▶ _What to do_: Render each line of the listing below as a Markdown table with two columns, Row and Text, where Row holds the line's sequential number and Text holds the line itself, omitting blank lines and the pictures.

▼

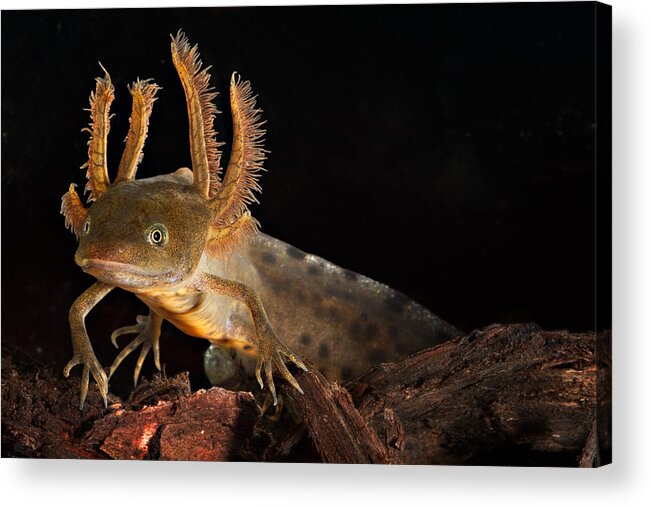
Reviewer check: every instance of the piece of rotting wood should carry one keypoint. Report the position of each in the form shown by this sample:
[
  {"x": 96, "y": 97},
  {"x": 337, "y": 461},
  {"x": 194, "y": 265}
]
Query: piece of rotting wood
[{"x": 503, "y": 395}]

▲

▶ _Answer for the task_:
| Row | Text |
|---|---|
| 1 | Reviewer check: every instance of the piece of rotting wood should carry one keypoint. Report the position of each in the form shown by this sample: |
| 2 | [ |
| 3 |   {"x": 96, "y": 97}, |
| 4 |   {"x": 337, "y": 461}, |
| 5 |   {"x": 194, "y": 265} |
| 6 | ] |
| 7 | Query: piece of rotting wood |
| 8 | [{"x": 503, "y": 395}] |